Provided entries >>
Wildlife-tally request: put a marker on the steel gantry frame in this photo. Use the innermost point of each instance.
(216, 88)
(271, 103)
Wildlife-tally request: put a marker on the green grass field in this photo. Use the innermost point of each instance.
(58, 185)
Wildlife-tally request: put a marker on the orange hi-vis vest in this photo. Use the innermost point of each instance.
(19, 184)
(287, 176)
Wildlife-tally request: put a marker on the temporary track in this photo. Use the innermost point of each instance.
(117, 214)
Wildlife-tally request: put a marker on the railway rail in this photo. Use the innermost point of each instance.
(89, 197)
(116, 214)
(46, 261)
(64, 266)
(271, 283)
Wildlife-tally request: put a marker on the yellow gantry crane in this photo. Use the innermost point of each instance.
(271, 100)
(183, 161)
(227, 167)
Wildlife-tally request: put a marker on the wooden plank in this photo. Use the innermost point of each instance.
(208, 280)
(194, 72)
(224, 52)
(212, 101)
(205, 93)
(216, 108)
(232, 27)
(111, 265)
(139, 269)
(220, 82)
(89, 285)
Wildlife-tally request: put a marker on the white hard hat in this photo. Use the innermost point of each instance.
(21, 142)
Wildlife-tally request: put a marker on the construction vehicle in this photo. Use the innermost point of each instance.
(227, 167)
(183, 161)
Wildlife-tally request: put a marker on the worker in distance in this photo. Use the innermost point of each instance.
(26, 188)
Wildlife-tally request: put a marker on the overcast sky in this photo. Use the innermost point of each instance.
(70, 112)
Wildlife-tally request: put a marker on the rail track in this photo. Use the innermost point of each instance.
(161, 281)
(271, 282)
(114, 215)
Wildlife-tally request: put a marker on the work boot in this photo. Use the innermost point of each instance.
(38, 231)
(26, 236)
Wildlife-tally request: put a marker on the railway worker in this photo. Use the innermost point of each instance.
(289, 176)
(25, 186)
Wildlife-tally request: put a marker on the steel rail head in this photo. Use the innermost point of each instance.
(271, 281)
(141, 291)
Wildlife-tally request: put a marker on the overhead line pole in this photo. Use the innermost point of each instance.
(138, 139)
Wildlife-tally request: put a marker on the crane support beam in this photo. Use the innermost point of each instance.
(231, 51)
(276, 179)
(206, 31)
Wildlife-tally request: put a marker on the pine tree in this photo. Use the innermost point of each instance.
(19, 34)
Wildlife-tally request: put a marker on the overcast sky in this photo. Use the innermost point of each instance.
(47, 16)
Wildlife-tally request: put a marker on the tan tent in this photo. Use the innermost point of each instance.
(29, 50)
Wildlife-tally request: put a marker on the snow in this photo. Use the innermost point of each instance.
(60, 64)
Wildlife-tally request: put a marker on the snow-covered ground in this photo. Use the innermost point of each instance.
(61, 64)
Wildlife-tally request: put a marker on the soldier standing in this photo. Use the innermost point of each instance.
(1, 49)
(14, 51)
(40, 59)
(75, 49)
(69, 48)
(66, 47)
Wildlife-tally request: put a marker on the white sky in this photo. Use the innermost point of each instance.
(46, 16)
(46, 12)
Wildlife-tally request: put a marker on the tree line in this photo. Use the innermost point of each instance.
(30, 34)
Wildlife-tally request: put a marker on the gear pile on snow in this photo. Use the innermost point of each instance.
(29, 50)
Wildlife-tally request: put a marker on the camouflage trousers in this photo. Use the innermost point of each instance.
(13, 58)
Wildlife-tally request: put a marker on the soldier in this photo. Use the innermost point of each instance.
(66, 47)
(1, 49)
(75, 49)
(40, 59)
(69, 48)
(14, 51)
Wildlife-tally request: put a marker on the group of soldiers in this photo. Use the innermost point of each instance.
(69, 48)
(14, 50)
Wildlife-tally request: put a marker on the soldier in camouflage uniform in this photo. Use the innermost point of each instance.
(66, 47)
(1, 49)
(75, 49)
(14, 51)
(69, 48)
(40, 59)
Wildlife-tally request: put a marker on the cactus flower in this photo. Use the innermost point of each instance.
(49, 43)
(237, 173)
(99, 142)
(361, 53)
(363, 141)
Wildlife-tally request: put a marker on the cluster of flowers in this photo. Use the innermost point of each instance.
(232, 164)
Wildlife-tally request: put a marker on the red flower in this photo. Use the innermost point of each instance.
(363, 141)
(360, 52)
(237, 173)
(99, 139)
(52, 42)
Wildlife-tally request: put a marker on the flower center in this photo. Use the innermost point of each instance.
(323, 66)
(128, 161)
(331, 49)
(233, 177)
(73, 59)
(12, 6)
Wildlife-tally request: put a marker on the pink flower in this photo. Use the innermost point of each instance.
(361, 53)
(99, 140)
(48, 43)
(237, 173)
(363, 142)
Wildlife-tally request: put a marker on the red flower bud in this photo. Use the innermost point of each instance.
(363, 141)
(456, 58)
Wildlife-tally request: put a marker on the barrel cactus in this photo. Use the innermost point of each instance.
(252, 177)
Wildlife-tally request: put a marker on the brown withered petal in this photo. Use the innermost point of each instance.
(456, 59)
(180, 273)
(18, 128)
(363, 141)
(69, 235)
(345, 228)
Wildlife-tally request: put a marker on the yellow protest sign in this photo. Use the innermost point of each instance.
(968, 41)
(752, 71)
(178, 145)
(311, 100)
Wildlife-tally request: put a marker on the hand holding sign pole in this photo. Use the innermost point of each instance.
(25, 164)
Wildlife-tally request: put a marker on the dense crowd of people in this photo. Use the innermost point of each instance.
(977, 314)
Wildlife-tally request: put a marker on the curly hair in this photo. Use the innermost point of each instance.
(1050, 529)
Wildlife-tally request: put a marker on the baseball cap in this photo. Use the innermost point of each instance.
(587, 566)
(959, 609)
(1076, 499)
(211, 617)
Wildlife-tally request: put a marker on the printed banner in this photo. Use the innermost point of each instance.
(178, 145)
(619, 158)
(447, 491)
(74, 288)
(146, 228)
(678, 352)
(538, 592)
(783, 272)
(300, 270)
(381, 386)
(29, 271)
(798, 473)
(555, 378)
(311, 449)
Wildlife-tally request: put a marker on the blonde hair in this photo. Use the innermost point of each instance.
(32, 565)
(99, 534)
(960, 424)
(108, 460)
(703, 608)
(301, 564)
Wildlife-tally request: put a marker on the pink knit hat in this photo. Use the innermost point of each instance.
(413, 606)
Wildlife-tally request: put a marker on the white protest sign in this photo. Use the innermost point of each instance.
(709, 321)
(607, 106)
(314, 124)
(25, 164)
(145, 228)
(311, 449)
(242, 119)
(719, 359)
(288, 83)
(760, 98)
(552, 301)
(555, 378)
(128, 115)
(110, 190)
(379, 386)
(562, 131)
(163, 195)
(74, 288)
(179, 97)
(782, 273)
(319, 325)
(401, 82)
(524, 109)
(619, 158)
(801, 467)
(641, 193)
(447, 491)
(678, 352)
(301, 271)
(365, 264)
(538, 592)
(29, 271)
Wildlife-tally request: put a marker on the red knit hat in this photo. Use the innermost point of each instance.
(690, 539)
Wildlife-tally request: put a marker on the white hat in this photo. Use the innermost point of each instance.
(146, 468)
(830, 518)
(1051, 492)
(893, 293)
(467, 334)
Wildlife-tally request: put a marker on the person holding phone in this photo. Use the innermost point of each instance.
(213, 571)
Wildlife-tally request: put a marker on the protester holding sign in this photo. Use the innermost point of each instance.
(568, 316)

Direction >> Restate each record exactly as written.

Written solution >>
Wildlife-tally request: put a marker on the steel gantry frame in this photo. Use the innermost point of each instance.
(216, 88)
(271, 103)
Wildlife-tally request: put a marker on the green grass field in this photo. Use the innermost point of each instance.
(58, 185)
Wildlife-tally request: put a marker on the orange hi-vis vest in this photo. Use the innermost point of each instance.
(19, 184)
(287, 176)
Wildlife-tally request: put a marker on the temporary track in this photo. Use the innermost point of each instance.
(117, 214)
Wildlife-tally request: put a marker on the railway rail in this photo. Use the innermost point of each instance.
(89, 197)
(116, 214)
(46, 261)
(64, 266)
(271, 283)
Wildlife-tally request: put a marker on the yellow gantry crane in this photo. Use the innermost point of each instance.
(271, 100)
(183, 161)
(227, 167)
Wildlife-tally request: put a marker on the wooden plank in this photo. Use the innermost point of each instance.
(208, 280)
(194, 72)
(224, 52)
(212, 101)
(205, 93)
(216, 108)
(232, 27)
(111, 265)
(139, 269)
(220, 82)
(89, 285)
Wildlife-tally request: put a marker on the white hard hat in this photo. Use the innermost point of each instance.
(21, 142)
Wildlife-tally request: put a marker on the construction vehicle in this photo. Use the innermost point of each instance.
(227, 167)
(183, 161)
Wildlife-tally request: put a marker on the worker in distance in this photo. Use the innermost point of each instance.
(26, 188)
Wildlife-tally request: put a marker on the overcast sky in this photo. Use the innermost point of each instance.
(70, 112)
Wildlife-tally request: put a marker on the rail track in this photo. Use the innermost point of each instance.
(161, 281)
(271, 282)
(114, 215)
Wildlife-tally request: put a marker on the work boot in this photo. Use the innermost point of each instance.
(38, 231)
(26, 236)
Wildlife-tally request: put a marker on the railway worker in this photo. Use the innermost point of each instance.
(289, 176)
(25, 186)
Wildlife-tally request: put a marker on the steel rail head in this photo. Use the innermost point of each instance.
(271, 281)
(141, 291)
Wildlife-tally request: put a marker on the overhead line pole in this photo. Use the innermost point of each instance.
(138, 139)
Wildlife-tally request: put a marker on the crane support beam in this photo. Use the innermost point of each instance.
(231, 51)
(276, 179)
(206, 31)
Wildlife-tally request: put a marker on the pine tree in this photo. Use the innermost point of each instance.
(19, 34)
Wildlife-tally request: put a marker on the overcast sky in this photo. Use the innermost point of each instance.
(47, 16)
Wildlife-tally request: put a marker on the tan tent in this photo. Use the innermost point of each instance.
(29, 50)
Wildlife-tally request: put a marker on the snow in this photo. Use the innermost point of each instance.
(60, 64)
Wildlife-tally request: put a marker on the snow-covered ground in this photo. Use the innermost point of each instance.
(61, 64)
Wildlife-tally request: put a marker on the soldier standing in this photo. Use the innermost point of each instance.
(1, 49)
(14, 51)
(40, 59)
(75, 49)
(69, 48)
(66, 47)
Wildlife-tally request: put a marker on the white sky in this photo. Use the innermost point of each instance.
(46, 16)
(46, 12)
Wildlife-tally request: put a marker on the tree line in this photo. Use the innermost point of each instance.
(30, 34)
Wildlife-tally request: put a marker on the gear pile on snow in this photo. Use the innermost point of each instance.
(29, 50)
Wildlife-tally request: put a marker on the camouflage trousers in this photo. Use the innermost point of each instance.
(13, 58)
Wildlife-tally request: put a marker on the soldier in this photo. Use the innermost point of each instance.
(66, 47)
(1, 49)
(75, 49)
(40, 59)
(69, 48)
(14, 51)
Wildlife-tally request: put a marker on the group of soldiers in this photo. Use the innermost point of each instance.
(69, 48)
(14, 50)
Wildlife-tally request: put a marker on the soldier in camouflage uniform in this photo. Use the innermost point of each instance.
(66, 47)
(1, 49)
(75, 49)
(14, 51)
(69, 48)
(40, 59)
Wildlife-tally request: put a marker on the cactus flower in this photo. Use the innermost point of each instance.
(49, 43)
(237, 173)
(99, 142)
(361, 53)
(363, 141)
Wildlife-tally request: put a marker on the cluster of flowers in this photo. Use the innermost point of each instance.
(232, 164)
Wildlife-tally request: put a marker on the red flower in this photo. Use the innermost point of each instance.
(363, 141)
(360, 52)
(237, 173)
(99, 139)
(52, 42)
Wildlife-tally request: put a marker on the flower center in this photo. Use the innermost point of each instance.
(323, 66)
(128, 161)
(331, 49)
(233, 177)
(73, 59)
(12, 6)
Wildlife-tally request: put a marker on the pink flower in this photo. Use the innermost point of each instance.
(361, 53)
(99, 140)
(48, 43)
(237, 173)
(363, 142)
Wildlife-tally request: put a marker on the red flower bud in this photo. Use the innermost point of each instance.
(363, 141)
(456, 58)
Wildlife-tally request: put a marker on the barrel cactus in this photo. Use the innermost point of each instance.
(252, 177)
Wildlife-tally request: put a marker on the brown withered petal in this photo. Use the innermost point of each instance.
(456, 59)
(180, 273)
(18, 128)
(363, 141)
(69, 235)
(345, 228)
Wildlife-tally request: put a marker on the yellow protest sign in this photo. Use the innermost point of each instance.
(968, 41)
(752, 71)
(178, 145)
(311, 100)
Wildlife-tally request: put a marker on the hand holding sign pole in this photo. Use the innermost point of each instance.
(25, 164)
Wildlife-tally request: put a marker on the dense crowd of people in this photo. Use the innermost point of each instance.
(977, 314)
Wildlife-tally request: put a marker on the curly hair in this photo. Use the innermost point of each instance.
(1050, 529)
Wildlife-tally request: put a marker on the baseball cap in this photo. Use the innermost point of each instance.
(587, 566)
(959, 609)
(1076, 499)
(211, 617)
Wildlife-tally request: put a marker on the printed banner in this photo. Use the innermost point of each instance.
(178, 145)
(619, 158)
(447, 491)
(74, 288)
(146, 228)
(678, 352)
(538, 592)
(783, 272)
(300, 270)
(381, 386)
(29, 271)
(798, 473)
(555, 378)
(311, 449)
Wildlife-tally request: put a marker on the blonde hair in this photo. Use the innermost point of each instance.
(32, 565)
(99, 534)
(960, 424)
(108, 460)
(703, 608)
(301, 564)
Wildlife-tally request: put a marker on the pink knit hat in this photo. Use the innermost point of each instance.
(413, 606)
Wildlife-tally request: put a marker on the white protest sign in this photo. Use the innermost point of each instance.
(709, 321)
(607, 106)
(314, 124)
(25, 164)
(145, 228)
(311, 449)
(242, 119)
(719, 359)
(288, 83)
(760, 98)
(552, 301)
(555, 378)
(128, 115)
(110, 190)
(379, 386)
(562, 131)
(163, 195)
(74, 288)
(179, 97)
(782, 273)
(319, 325)
(401, 82)
(524, 109)
(619, 158)
(801, 467)
(641, 193)
(447, 491)
(678, 352)
(301, 271)
(365, 264)
(538, 592)
(29, 271)
Wildlife-tally request: put a marker on the red knit hat in this photo. Use the innermost point of each instance.
(690, 539)
Wildlife-tally request: put a marker on the white hat in this photo. Use the innermost point of each instance.
(146, 468)
(830, 518)
(1051, 492)
(893, 293)
(467, 334)
Wildlife-tally request: put a marker on the person holding phone in this photo. Use the innermost point of each instance.
(213, 571)
Wildlife-tally request: put a marker on the protester holding sign in this photo. Use the innermost point of each instance.
(568, 316)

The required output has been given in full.